Excerpted records ▸

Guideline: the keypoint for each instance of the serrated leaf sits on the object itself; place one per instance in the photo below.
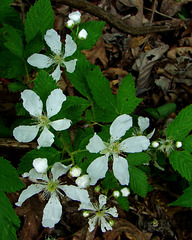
(138, 158)
(13, 40)
(181, 125)
(126, 96)
(39, 19)
(50, 153)
(9, 179)
(185, 199)
(138, 181)
(182, 162)
(9, 220)
(101, 90)
(94, 30)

Task instructions ▸ Rewrite all lines of the records above in full, multiplying every answer coordinate by 0.65 and rounding each result to a whole number, with halves rounded up. Leave the pictures out of your answer.

Exercise answer ▸
Guideline: the keypoint for each instance of the serrated leaf sits on the object itself; place one per instance in the photo below.
(90, 103)
(8, 26)
(118, 81)
(82, 62)
(25, 12)
(33, 99)
(6, 116)
(120, 129)
(90, 118)
(118, 105)
(6, 143)
(66, 59)
(61, 20)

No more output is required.